§ **TESTO DELLA PAGINA**
━━━━━━━━━━

Ritrovò Garibaldi a Cesenatico, con Anita già morente, il 1° agosto, si imbarcò sullo stesso bragozzo occupato da Garibaldi, Anita sofferente, il prete Ugo Bassi ed altri pochi legionari, ne seguì tutto il calvario fino alla maledetta pineta di Ravenna. I 13 pescherecci furono costretti dal cannoneggiamento della flotta austriaca a prendere terra a Magnavacca, sul litorale romagnolo; Anita spirò nella fattoria Guiccioli alle 19,45 del 4 agosto 1849. L'”Eroe dei Due Mondi” nel momento più tragico della sua vita ebbe vicino soltanto il Maggior Leggero, che lo guidò tra boschi e acquitrini fino alla fattoria dei Raviglia, pianse con lui. Poi, con infinita dolcezza lo sollevò da quel corpo dal quale non pareva non volersi staccare più, e dicendogli piano “Per i tuoi figli … per l’Italia“, lo trascinò via, nella fuga. Dicono i testimoni che Garibaldi era affranto, spento, sfinito e che, “appoggiato al silenzioso e costante camerata delle sue battaglie, s’avviò nel buio affidandosi alla fedeltà delle sue guide“. Quando, dopo la storica fuga attraverso l’Italia, Garibaldi e Leggero furono arrestati a Chiavari, ebbe inizio per entrambi l’amaro esilio.
Durante il fatidico ed estenuante periodo del Trafugamento di Garibaldi attraverso la Romagna e la Toscana, detto più semplicemente “trafila”, Leggero fu di pratica utilità al Generale, come lo attestano numerosi episodi e soprattutto fu di inestimabile conforto morale di Garibaldi, specialmente nel triste evento della morte di Anita.
Esiliati entrambi dal governo piemontese (grazie a Francesco Millelire, comandante della nave “Tripoli” che doveva condurli in Tunisia, a causa delle difficoltà diplomatiche sorte per l’esilio di Garibaldi, i due rimasero un mese a La Maddalena, settembre/ottobre 1849), Garibaldi e Leggero finirono a Tangeri. Da Tangeri Garibaldi si trasferisce a New York e dopo qualche tempo anche Leggero parte.

━━━━━━━━━━

§ **ESTRATTI DELLE RIGHE**
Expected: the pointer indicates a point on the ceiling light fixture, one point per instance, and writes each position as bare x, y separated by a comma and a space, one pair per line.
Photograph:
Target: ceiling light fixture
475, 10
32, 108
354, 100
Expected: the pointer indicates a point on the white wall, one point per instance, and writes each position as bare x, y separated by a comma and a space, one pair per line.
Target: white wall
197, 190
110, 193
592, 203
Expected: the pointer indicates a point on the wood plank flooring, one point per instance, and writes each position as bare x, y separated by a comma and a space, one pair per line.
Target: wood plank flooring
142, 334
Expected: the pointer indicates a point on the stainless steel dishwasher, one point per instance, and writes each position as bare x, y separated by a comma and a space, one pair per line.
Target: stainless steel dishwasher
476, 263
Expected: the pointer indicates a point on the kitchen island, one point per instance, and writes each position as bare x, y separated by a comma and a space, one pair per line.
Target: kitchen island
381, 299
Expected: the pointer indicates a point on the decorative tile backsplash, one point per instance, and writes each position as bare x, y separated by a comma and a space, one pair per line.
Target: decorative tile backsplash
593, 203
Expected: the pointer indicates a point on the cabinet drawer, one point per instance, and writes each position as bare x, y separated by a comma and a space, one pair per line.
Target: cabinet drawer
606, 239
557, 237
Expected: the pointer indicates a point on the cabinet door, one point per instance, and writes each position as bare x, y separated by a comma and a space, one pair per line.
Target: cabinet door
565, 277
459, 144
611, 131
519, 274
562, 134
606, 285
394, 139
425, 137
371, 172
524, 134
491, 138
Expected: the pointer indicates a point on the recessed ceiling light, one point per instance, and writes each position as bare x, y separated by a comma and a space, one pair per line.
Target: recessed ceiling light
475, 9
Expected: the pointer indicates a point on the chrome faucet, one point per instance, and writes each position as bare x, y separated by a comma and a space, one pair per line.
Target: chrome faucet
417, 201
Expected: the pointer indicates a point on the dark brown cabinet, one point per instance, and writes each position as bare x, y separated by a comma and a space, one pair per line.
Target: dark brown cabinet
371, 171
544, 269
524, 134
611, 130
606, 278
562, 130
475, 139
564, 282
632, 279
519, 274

━━━━━━━━━━

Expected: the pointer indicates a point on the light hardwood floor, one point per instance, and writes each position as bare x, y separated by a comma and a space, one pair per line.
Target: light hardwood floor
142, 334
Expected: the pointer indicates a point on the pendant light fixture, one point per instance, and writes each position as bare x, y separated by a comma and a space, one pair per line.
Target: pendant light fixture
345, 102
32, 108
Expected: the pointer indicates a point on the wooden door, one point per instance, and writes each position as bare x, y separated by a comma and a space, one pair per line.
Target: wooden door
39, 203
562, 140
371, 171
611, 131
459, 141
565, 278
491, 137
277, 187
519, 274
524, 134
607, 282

━━━━━━━━━━

§ **COSA FARE**
Riscrivi il passo del testo della pagina partendo da "Durante il fatidico" e arrivando a "anche Leggero parte.", sostituendo "La Maddalena" con "Caprera".

§ **RISPOSTA SCRITTA**
Durante il fatidico ed estenuante periodo del Trafugamento di Garibaldi attraverso la Romagna e la Toscana, detto più semplicemente “trafila”, Leggero fu di pratica utilità al Generale, come lo attestano numerosi episodi e soprattutto fu di inestimabile conforto morale di Garibaldi, specialmente nel triste evento della morte di Anita.
Esiliati entrambi dal governo piemontese (grazie a Francesco Millelire, comandante della nave “Tripoli” che doveva condurli in Tunisia, a causa delle difficoltà diplomatiche sorte per l’esilio di Garibaldi, i due rimasero un mese a Caprera, settembre/ottobre 1849), Garibaldi e Leggero finirono a Tangeri. Da Tangeri Garibaldi si trasferisce a New York e dopo qualche tempo anche Leggero parte.